→ **Task details**
Repeat exactly, and only, the lines from the line containing "of the brain" through the last line of the records below, including both.

→ **Data in this exercise**
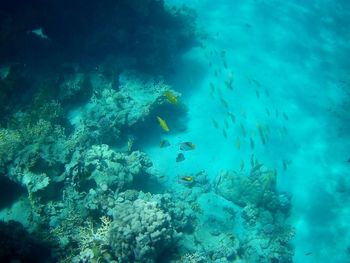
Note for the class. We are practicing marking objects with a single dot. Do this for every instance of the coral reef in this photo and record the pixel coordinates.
(140, 231)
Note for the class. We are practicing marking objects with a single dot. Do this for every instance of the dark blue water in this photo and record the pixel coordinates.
(184, 131)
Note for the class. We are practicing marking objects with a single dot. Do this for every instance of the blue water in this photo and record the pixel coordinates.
(265, 80)
(297, 51)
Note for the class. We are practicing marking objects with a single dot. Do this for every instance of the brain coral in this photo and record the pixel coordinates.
(141, 230)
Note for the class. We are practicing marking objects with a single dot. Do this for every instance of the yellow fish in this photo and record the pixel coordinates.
(241, 168)
(163, 124)
(170, 97)
(187, 178)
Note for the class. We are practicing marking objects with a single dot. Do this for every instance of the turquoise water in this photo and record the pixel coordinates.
(296, 51)
(262, 102)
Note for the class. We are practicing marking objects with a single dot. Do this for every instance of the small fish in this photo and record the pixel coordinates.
(225, 64)
(212, 87)
(256, 168)
(252, 160)
(188, 178)
(226, 124)
(187, 146)
(39, 32)
(229, 81)
(284, 130)
(164, 143)
(224, 103)
(180, 157)
(163, 124)
(223, 53)
(261, 133)
(243, 130)
(243, 113)
(224, 133)
(215, 123)
(277, 113)
(170, 97)
(232, 116)
(285, 164)
(130, 144)
(252, 144)
(238, 143)
(257, 83)
(241, 166)
(257, 93)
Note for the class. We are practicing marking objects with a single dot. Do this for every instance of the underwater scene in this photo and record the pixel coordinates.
(175, 131)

→ **Final answer**
Note for the class. We are practicing marking objects with a single dot. Do this for every instance of the brain coral in this photo and record the pixel coordinates.
(141, 230)
Note for the class. We are practicing marking objects with a single dot. Do this for every instance of the yellow fish in this photo and record the pixel coordinates.
(241, 168)
(163, 124)
(170, 97)
(187, 178)
Note for the class. We are practicing marking objects with a single dot. Do this for every instance of the turquoise water in this photo and record the pixel coordinates.
(296, 51)
(262, 102)
Note for the class. We are practicing marking objects with a single dot. Do this for every instance of the small fish in this photo and record the pixel coordinates.
(225, 64)
(212, 87)
(256, 168)
(252, 160)
(188, 178)
(226, 124)
(187, 146)
(39, 32)
(229, 81)
(284, 130)
(164, 143)
(224, 103)
(180, 157)
(163, 124)
(223, 53)
(261, 133)
(243, 130)
(243, 113)
(224, 133)
(215, 123)
(277, 113)
(170, 97)
(232, 116)
(285, 164)
(130, 144)
(252, 144)
(238, 143)
(257, 83)
(241, 166)
(257, 93)
Note for the class. We are practicing marking objects with a single dot. Do this for every instance of the underwater scene in this photo and record the pixel coordinates.
(175, 131)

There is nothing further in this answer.